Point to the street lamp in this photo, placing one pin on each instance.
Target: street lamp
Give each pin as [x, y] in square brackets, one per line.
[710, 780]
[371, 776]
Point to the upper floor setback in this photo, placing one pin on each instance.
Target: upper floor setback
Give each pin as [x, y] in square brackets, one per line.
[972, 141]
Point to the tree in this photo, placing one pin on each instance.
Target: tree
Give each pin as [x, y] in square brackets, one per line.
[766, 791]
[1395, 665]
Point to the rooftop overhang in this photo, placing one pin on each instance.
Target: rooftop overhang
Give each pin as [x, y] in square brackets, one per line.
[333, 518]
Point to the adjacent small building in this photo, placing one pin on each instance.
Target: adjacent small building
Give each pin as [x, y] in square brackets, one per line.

[TASK BRIEF]
Rewrite the records above, changing every "pin" to "marker" and keeping all other text the same.

[TASK SOLUTION]
Point to the street lamp in this photo, placing one marker on each instance.
Target: street lamp
Give each marker as [x, y] in square brackets, one per line.
[710, 780]
[371, 776]
Point to the upper floor setback in this photo, placing one marker on each instance.
Target: upper floor setback
Give each marker as [x, y] in square brackets, one per line.
[972, 141]
Point to the tree in this photo, placing one marker on each instance.
Target: tree
Give each marker as [x, y] in square brackets, one per line.
[766, 791]
[1395, 665]
Point to the rooftop overhang in this photo, placing one marker on each instance.
Target: rooftop overhang
Give each marker as [x, y] in square brackets, one per line.
[333, 518]
Point to the adjacent small building in this photo, placing one marker on each instance.
Target: adjacent small building
Give each marker as [x, y] in square brackets, one per line.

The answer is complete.